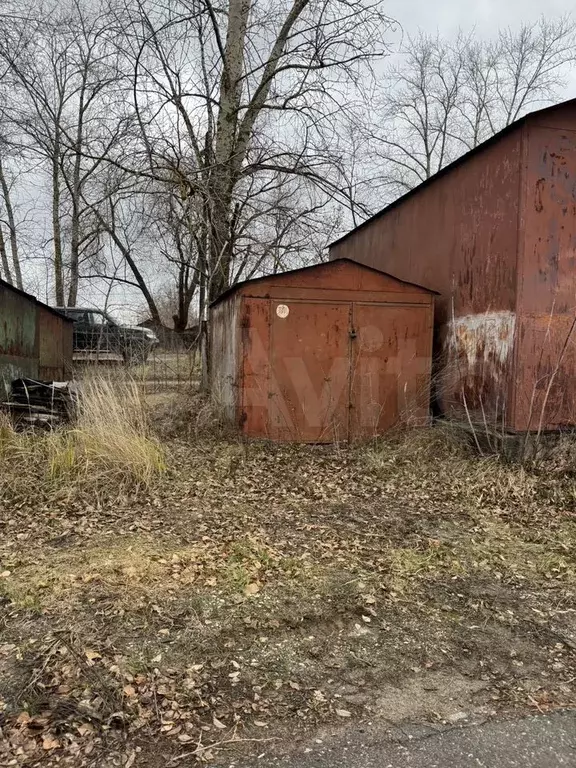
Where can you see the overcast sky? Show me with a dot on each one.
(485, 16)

* * *

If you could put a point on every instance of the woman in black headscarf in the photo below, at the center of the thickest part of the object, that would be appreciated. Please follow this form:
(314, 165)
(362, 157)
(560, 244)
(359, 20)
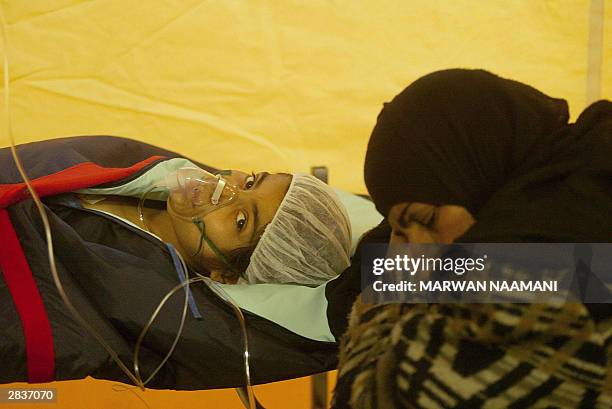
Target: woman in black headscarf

- _What the exercise asks_
Reproduce the lines above word for word, from the one containing "If you could" through the one containing "Target: woman in black headscarf", both included. Omit the pictures from your copy.

- _Task output_
If you could put a point on every instance of the woman in black headscarf in the photo below, at the center of the thickest part of the object, that would be appreciated. Please follow this form:
(314, 165)
(362, 157)
(560, 244)
(359, 20)
Target: woman in black headscarf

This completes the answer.